Copy the data from the line containing "target | pink flower" through the end of the data, both included, with "overcast sky" replaced by "cloudy sky" and nothing else changed.

**Input for this task:**
## begin

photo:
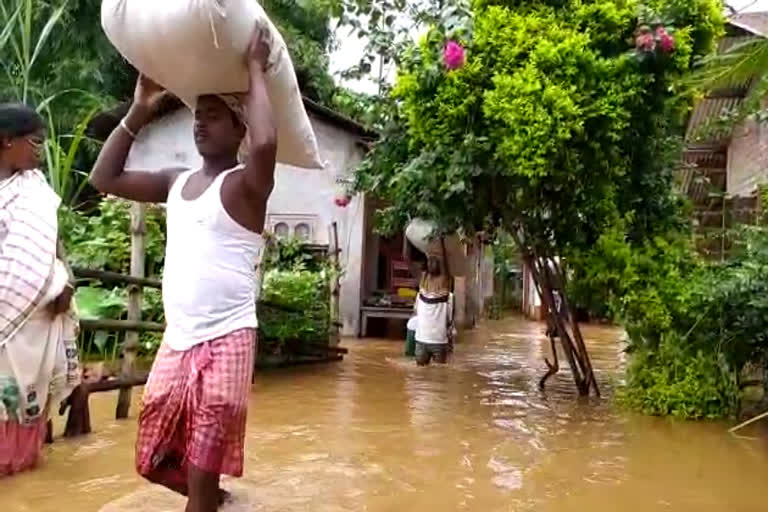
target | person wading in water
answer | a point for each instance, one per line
(434, 313)
(192, 423)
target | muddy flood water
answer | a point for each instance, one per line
(375, 433)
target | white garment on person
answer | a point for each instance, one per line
(209, 285)
(433, 319)
(38, 364)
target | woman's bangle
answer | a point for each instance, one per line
(127, 130)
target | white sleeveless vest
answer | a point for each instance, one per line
(209, 287)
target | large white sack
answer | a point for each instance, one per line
(196, 47)
(419, 232)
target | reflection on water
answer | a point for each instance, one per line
(375, 433)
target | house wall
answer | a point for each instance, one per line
(747, 159)
(307, 195)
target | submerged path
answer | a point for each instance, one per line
(375, 433)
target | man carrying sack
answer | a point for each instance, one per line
(192, 423)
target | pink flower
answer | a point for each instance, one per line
(645, 42)
(453, 55)
(342, 201)
(666, 41)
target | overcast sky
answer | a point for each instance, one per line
(351, 50)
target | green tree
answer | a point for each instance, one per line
(555, 128)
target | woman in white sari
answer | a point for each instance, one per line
(38, 325)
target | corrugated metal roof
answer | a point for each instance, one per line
(755, 22)
(706, 111)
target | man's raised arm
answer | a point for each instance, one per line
(259, 176)
(109, 175)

## end

**Response below:**
target | pink flower
answer | a point for each instance, one per line
(645, 42)
(453, 55)
(342, 201)
(666, 41)
target | cloudy sky
answer | a point for each instance, one per line
(351, 50)
target | green tree
answer | a point for each instance, one per line
(555, 128)
target | woman in white sari
answer | a point for each instance, one per line
(38, 325)
target | corrugated metal roof
answer | a point for each instance, one per line
(755, 22)
(706, 111)
target | man's raised arm
answer | a point for each instance, one per line
(259, 176)
(109, 175)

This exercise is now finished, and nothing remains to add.